**What this exercise asks:**
- a) Which specific programs, agencies, and organizations does the bailout excerpt name in the paragraph beginning "The painful readjustments in the housing market"?
- b) Condense the paragraph of the bailout excerpt that begins "Granting the Treasury broad authority" into a short bulleted list that keeps its main points.

═══ Given text

You really need to read the whole thing (National Review Online), but here are the juiciest paragraphs from the former House Majority Leader:
Too often, it seems that self-professed small-government conservatives come to this town to fight the good fight. Somehow, we do things we ought not to be doing in order to stay in office so we can do things we ought to be doing. But we never actually get around to doing the right things.
The difficult question each member of Congress faces today is simply this: Do you believe that the political process, having produced many of the perverse incentives that resulted in our economy’s current predicament, can solve these underlying distortions by essentially doing more of the same? I believe the answer to this question is unequivocally NO.
. . .
As a free-market economist I unequivocally oppose this legislation because it violates the basic working tenets of free-market capitalism and individual responsibility.
Granting the Treasury broad authority to buy troubled assets from private entities poses a significant threat to taxpayers and fundamentally alters the relationship between the private economy and the federal government. Despite the sweeping breadth of the proposed bailout, there is virtually nothing in the bill that addresses the underlying problems that created the housing bubble and the oversized and over-leveraged financial services sector that grew with it. Taxpayers have become Wall Street’s newest financier, with little more than a promise — and a report to Congress on “regulatory modernization” — that Congress will not let this happen again.
. . .
The painful readjustments in the housing market are a direct result of failed government policies that fueled the housing bubble. A political bias that favored home ownership (through the tax code and programs such as the Community Reinvestment Act, coupled with the implicit — now explicit — federal guarantee of the government-sponsored enterprises Fannie Mae and Freddie Mac, led to a housing boom fueled by loans that were often not worth the paper they were written on. At the same time, ratings agencies, under the auspices of the SEC, vouched for the quality of these loans, allowing them to be bundled into new financial instruments and sold around the world. The Federal Reserve aided and abetted these distortions with loose monetary policies that distorted price signals, artificially boosted investments in the housing sector, and ultimately throughout the financial services sector as mortgages were securitized and repackaged for sale across the globe.
Despite the publicly voiced concerns of many of us — both in and out of government — about Fannie and Freddie, the GSEs’ defenders in Congress turned a blind eye to the inherent weaknesses in the system . . .
The large government intervention that Congress is proposing would create changes whose effects will linger long into the future. The Treasury plan would fundamentally alter the workings of the market, rewarding poorly run investment firms at the disadvantage of prudent ones, and transferring the burden of risk to the taxpayer. At the same time, the $700 billion proposal does not offer fundamental reforms required to avoid a repeat of the current problem. Congress has been reluctant to reform the government sponsored enterprises that lie at the heart of today’s troubled markets, and there is little to suggest their resolve to pass the necessary reforms will increase in the wake of a bailout.

══════
═══ Dataset

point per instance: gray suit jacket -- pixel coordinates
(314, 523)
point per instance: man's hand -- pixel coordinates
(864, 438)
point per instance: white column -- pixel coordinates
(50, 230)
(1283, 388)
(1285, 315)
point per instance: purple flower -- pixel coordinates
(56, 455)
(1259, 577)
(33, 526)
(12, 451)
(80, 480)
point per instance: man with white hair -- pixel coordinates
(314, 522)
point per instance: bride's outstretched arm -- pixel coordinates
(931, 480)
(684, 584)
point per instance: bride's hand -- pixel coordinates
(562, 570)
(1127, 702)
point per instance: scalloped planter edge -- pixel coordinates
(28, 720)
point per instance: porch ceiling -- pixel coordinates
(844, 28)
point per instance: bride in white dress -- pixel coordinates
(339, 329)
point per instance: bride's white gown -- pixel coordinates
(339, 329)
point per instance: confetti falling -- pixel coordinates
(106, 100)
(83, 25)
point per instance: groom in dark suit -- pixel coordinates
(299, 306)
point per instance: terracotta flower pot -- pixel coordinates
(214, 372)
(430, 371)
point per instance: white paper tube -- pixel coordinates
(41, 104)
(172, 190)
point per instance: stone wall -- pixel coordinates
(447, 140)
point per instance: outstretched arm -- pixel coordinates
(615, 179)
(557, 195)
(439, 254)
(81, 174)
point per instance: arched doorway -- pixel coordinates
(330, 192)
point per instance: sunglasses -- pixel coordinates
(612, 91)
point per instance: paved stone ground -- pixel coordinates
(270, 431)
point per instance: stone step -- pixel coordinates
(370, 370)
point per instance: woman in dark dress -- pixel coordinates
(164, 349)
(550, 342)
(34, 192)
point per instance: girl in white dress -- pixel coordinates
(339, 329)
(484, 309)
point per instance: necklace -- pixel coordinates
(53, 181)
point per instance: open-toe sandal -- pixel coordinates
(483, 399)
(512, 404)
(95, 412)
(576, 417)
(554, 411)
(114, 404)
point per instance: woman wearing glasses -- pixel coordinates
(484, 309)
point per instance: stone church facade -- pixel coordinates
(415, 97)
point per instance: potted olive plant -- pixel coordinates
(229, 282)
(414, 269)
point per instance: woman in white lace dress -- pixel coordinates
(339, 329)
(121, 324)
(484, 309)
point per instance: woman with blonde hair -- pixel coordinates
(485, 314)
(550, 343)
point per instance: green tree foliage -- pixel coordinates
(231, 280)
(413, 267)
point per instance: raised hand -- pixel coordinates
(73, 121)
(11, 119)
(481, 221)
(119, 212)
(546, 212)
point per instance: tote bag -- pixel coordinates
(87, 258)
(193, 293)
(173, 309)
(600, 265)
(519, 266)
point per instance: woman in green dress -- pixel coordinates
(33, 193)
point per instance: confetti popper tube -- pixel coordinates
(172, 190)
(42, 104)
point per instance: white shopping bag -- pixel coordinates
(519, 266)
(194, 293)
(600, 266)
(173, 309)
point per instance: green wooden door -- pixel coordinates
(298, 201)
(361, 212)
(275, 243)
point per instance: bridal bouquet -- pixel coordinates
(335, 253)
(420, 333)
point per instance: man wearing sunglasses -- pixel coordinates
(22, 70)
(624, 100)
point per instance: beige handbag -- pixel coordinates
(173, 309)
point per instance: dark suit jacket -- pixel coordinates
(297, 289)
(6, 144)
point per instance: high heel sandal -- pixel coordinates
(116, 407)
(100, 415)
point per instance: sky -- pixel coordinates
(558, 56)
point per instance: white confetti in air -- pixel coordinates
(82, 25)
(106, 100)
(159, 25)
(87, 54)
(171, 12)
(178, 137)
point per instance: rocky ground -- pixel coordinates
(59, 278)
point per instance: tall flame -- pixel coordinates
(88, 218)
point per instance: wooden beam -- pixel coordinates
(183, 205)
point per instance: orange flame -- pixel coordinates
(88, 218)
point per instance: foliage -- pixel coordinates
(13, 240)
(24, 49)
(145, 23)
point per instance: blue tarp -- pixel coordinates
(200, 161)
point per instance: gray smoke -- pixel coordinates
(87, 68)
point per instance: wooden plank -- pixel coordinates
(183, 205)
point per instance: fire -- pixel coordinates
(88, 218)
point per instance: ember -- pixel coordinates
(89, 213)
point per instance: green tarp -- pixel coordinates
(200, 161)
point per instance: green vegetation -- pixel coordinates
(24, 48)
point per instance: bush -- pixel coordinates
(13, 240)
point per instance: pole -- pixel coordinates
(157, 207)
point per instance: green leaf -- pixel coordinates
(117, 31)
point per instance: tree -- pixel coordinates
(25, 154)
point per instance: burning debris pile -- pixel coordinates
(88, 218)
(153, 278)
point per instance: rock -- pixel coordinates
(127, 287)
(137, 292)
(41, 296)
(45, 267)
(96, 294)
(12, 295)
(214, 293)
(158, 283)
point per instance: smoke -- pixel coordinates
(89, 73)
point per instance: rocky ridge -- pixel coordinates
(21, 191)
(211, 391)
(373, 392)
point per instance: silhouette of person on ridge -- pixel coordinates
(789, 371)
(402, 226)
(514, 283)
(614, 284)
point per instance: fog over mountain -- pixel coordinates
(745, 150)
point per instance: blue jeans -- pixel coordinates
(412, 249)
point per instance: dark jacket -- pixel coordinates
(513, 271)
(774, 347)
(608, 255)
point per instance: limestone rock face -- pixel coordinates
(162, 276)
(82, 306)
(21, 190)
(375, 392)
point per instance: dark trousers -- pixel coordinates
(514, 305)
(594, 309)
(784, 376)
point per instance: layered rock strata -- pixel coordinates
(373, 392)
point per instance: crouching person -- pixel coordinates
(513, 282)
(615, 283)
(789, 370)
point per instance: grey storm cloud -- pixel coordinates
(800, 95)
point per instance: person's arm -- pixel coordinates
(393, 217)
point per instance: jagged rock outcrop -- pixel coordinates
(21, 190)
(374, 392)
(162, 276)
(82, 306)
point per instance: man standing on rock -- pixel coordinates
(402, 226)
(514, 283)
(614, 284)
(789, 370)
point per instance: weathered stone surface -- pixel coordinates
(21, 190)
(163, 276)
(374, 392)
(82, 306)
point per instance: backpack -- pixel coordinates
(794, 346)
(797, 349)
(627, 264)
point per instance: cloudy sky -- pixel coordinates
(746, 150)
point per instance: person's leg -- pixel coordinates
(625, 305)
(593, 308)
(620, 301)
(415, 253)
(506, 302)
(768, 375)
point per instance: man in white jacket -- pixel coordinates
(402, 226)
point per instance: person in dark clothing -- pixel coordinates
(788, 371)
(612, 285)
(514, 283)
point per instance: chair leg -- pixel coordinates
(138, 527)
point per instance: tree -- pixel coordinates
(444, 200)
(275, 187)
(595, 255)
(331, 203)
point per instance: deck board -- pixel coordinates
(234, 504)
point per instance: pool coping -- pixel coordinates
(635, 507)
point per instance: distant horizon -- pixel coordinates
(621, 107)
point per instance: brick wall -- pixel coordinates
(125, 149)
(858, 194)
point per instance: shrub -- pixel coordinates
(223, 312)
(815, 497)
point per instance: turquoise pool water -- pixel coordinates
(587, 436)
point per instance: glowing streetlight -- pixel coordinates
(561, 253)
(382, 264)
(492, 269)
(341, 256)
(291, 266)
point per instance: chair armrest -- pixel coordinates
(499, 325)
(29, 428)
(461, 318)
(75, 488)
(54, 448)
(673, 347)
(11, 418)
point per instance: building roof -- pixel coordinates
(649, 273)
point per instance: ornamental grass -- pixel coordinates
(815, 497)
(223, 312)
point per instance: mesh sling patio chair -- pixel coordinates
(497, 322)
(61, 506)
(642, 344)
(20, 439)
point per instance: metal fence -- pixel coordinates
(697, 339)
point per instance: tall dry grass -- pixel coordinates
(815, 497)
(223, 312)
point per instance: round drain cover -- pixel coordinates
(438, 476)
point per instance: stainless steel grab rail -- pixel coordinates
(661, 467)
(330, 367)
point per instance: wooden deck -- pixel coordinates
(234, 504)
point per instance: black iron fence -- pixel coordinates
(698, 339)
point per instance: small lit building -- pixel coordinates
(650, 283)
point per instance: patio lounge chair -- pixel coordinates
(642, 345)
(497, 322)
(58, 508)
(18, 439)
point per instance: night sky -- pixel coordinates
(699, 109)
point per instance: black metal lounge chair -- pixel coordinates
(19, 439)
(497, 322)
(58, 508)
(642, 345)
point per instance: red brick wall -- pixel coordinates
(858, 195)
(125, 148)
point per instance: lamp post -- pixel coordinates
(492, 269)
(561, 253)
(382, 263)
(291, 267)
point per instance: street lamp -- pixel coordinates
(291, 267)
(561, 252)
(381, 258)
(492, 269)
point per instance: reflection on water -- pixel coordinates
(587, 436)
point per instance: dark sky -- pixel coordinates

══════

**Completed exercise:**
- a)
- Community Reinvestment Act
- Fannie Mae
- Freddie Mac
- SEC
- Federal Reserve

- b)
- Letting the Treasury buy troubled assets from private entities threatens taxpayers and fundamentally changes the relationship between the private economy and the federal government.
- Despite its sweeping breadth, the bill does almost nothing about the underlying problems that created the housing bubble and the oversized, over-leveraged financial services sector.
- Taxpayers have become Wall Street's newest financier. Their only assurance that Congress will not let this happen again is a promise and a report to Congress on "regulatory modernization."